### Task details
Copy the records from the line containing "Pin every instance of the side" through the end of the records, keeping the requests. Shift every coordinate in the answers by -17.

(Collection entries)
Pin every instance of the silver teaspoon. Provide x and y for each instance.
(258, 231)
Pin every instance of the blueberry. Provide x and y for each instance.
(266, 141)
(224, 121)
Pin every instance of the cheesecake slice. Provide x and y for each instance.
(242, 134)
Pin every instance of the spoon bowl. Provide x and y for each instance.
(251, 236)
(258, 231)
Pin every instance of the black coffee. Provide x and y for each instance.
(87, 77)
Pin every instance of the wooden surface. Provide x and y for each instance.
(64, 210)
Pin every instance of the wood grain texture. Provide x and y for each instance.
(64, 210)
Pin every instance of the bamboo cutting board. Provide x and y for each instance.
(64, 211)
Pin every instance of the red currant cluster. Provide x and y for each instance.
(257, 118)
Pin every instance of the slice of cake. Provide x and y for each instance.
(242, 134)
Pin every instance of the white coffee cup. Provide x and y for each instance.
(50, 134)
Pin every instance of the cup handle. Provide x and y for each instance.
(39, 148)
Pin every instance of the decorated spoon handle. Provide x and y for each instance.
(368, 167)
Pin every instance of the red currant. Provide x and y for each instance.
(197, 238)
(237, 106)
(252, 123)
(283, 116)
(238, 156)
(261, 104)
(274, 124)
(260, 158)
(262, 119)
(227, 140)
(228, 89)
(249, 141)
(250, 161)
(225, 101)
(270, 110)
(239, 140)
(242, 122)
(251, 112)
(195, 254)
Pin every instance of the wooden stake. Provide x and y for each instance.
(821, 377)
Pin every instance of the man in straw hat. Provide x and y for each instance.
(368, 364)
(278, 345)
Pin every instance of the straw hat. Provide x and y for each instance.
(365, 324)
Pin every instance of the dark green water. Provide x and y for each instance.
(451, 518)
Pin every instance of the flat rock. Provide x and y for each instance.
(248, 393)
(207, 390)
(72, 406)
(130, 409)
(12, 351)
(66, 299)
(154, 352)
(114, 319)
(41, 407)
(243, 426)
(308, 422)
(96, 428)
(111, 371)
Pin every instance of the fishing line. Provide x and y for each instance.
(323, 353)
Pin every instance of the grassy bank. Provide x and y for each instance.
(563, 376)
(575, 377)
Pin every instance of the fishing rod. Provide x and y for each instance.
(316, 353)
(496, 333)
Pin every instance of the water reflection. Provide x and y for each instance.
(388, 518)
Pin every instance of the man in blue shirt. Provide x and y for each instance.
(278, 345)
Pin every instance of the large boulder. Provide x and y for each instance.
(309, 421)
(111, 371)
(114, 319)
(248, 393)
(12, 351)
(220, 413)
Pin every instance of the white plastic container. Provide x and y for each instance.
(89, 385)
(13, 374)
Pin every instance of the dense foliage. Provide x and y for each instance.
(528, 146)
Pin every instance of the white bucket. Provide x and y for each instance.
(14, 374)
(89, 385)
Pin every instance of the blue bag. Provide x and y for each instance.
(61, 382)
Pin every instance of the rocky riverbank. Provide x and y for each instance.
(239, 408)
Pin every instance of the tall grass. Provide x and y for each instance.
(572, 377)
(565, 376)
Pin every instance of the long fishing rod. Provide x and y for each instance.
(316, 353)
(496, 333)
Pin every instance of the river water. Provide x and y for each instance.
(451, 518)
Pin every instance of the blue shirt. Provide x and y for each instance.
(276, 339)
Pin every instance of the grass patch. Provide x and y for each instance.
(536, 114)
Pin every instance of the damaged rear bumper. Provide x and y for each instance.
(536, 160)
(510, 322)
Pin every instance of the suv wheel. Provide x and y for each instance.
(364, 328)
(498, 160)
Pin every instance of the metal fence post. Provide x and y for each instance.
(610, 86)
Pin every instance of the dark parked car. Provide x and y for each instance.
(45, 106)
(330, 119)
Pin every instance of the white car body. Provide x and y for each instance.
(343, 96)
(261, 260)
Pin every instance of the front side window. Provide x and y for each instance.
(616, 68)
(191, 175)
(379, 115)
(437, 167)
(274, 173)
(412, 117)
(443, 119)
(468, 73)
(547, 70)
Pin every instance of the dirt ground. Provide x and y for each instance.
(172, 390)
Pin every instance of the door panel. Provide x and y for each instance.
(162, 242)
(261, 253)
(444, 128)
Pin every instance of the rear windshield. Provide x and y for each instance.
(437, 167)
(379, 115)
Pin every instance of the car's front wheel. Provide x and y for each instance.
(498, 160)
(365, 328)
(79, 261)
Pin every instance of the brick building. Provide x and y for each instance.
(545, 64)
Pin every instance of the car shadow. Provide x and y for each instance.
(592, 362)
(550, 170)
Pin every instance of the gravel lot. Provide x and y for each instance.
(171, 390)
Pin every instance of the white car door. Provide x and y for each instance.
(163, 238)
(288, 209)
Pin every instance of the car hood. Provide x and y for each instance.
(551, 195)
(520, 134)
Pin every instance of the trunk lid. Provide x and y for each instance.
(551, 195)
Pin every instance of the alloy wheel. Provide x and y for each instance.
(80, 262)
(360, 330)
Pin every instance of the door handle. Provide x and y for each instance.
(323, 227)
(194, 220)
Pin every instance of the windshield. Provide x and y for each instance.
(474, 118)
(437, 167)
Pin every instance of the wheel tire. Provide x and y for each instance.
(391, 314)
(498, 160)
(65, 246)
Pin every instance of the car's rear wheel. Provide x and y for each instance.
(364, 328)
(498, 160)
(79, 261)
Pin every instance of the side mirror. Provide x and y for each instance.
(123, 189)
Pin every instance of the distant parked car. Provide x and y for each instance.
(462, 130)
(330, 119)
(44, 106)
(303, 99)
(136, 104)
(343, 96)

### Answer to this task
Pin every instance of the side mirror. Provide x and y for each instance.
(106, 172)
Pin every instance of the distant parked car. Provide x and y for each instance.
(445, 113)
(313, 102)
(27, 89)
(286, 82)
(119, 87)
(326, 79)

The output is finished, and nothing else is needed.